Task goal >> Please output every one of the records below verbatim, line by line and with nothing changed.

○ ○ ○

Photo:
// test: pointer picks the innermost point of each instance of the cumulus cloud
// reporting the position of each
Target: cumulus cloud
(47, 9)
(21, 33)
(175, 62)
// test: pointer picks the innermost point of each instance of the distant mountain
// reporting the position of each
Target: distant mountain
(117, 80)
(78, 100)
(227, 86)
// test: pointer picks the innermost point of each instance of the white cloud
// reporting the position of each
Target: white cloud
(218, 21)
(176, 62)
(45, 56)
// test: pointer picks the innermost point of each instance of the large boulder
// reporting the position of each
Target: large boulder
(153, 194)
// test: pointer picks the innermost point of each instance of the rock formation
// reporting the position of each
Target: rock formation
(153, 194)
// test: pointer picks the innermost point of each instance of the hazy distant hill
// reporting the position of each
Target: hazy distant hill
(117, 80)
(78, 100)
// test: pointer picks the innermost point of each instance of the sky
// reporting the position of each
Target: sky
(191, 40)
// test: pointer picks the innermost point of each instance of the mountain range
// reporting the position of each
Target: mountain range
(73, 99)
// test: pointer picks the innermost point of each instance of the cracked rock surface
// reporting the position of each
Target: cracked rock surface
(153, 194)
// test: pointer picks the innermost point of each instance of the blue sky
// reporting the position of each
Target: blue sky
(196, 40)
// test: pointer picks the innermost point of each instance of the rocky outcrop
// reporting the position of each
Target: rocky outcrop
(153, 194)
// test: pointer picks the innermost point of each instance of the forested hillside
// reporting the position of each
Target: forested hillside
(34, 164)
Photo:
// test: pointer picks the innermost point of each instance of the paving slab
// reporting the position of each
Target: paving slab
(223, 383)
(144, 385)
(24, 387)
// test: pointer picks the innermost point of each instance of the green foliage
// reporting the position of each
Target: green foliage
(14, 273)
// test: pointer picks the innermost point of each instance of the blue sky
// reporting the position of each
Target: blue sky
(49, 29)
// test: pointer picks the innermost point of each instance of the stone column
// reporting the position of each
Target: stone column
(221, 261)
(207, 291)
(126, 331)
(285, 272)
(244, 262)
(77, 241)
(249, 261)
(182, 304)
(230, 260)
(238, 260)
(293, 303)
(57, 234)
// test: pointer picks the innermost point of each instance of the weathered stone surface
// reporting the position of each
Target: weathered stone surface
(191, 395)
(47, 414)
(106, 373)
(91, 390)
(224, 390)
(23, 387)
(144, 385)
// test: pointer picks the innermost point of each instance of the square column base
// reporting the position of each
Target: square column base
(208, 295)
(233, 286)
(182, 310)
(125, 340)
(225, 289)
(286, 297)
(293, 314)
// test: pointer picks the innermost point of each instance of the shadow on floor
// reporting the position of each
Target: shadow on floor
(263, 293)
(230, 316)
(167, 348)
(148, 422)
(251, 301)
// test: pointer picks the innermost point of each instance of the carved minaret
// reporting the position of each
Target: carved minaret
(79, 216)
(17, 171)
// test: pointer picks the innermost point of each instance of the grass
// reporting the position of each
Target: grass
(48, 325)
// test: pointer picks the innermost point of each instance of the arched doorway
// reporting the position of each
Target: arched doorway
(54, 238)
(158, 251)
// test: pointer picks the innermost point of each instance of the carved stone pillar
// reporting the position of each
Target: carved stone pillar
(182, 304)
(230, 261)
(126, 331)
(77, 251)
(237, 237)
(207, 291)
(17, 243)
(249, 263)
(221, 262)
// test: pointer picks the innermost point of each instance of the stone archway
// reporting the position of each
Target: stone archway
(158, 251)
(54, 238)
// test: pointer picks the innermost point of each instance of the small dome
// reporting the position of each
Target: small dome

○ ○ ○

Response below >>
Photo:
// test: pointer picks the innermost point of each instance of the cumulus cloud
// reporting the position of each
Target: cumulus cloud
(47, 9)
(21, 33)
(175, 62)
// test: pointer picks the innermost point of each instance of the distant mountain
// reporting the position of each
Target: distant mountain
(117, 80)
(78, 100)
(227, 86)
// test: pointer picks the innermost point of each instance of the white cloud
// reporting the position of each
Target: white cloud
(218, 21)
(176, 62)
(45, 56)
// test: pointer picks the innermost point of each instance of the large boulder
// reporting the position of each
Target: large boulder
(153, 194)
// test: pointer picks the innermost point of each instance of the rock formation
// reporting the position of each
Target: rock formation
(153, 194)
// test: pointer picks the innermost point of each instance of the hazy distant hill
// reporting the position of each
Target: hazy distant hill
(117, 80)
(78, 100)
// test: pointer picks the innermost point of each instance of the sky
// reporting the position of each
Target: sky
(191, 40)
// test: pointer picks the innermost point of each instance of the mountain range
// reporting the position of each
Target: mountain range
(73, 99)
// test: pointer picks the innermost point of each instance of the cracked rock surface
// reporting the position of each
Target: cracked rock surface
(153, 194)
// test: pointer picks the innermost point of each instance of the blue sky
// reporting the position of each
Target: blue sky
(196, 40)
// test: pointer picks the innermost point of each instance of the rocky outcrop
// reporting the position of each
Target: rocky outcrop
(153, 194)
// test: pointer picks the innermost point of each instance of the forested hillside
// reporting the position of each
Target: forested hillside
(34, 164)
Photo:
// test: pointer picks the innermost point of each instance of the paving slab
// reporting the position of each
Target: paving slab
(223, 383)
(144, 385)
(24, 387)
// test: pointer picks the innermost point of each instance of the green foliage
// reporting the position of each
Target: green foliage
(14, 273)
// test: pointer picks the innermost point of each instance of the blue sky
// reporting the position of each
Target: blue sky
(49, 29)
// test: pointer picks the innermost point of each instance of the stone column
// reporting the position of each
Target: stone column
(221, 261)
(207, 291)
(126, 331)
(285, 272)
(244, 262)
(77, 241)
(249, 261)
(182, 304)
(230, 260)
(238, 260)
(293, 303)
(57, 234)
// test: pointer picks the innermost point of each instance of the weathered stone surface
// reporting the position of each
Target: weathered stone surface
(191, 395)
(47, 414)
(106, 373)
(91, 390)
(224, 390)
(23, 387)
(144, 385)
// test: pointer picks the innermost point of each instance of the square column base
// reporting the position of each
Target: square column base
(208, 295)
(233, 286)
(182, 310)
(125, 340)
(225, 289)
(286, 297)
(293, 314)
// test: pointer picks the innermost point of each instance of the shadow on floor
// reporting the position of each
Target: shadow on floor
(263, 293)
(230, 316)
(167, 348)
(148, 422)
(251, 301)
// test: pointer picks the innermost point of each instance of the carved minaret
// reporting the position of each
Target: carved minaret
(79, 216)
(17, 171)
// test: pointer picks the innermost point of each instance of the grass
// reporting the position of each
Target: grass
(48, 325)
// test: pointer picks the innermost point of each instance of the arched doorway
// reporting the position of each
Target: arched doorway
(54, 238)
(158, 251)
// test: pointer picks the innermost point of each instance of the carved stone pillar
// reporting the position of each
Target: carved stone pillar
(182, 304)
(230, 261)
(126, 331)
(77, 251)
(237, 237)
(207, 291)
(17, 243)
(249, 263)
(221, 262)
// test: pointer picks the innermost point of each instance of the stone archway
// reporting the position of each
Target: stone archway
(158, 251)
(54, 238)
// test: pointer picks the innermost point of each instance of the small dome
// reporting the position of each
Target: small dome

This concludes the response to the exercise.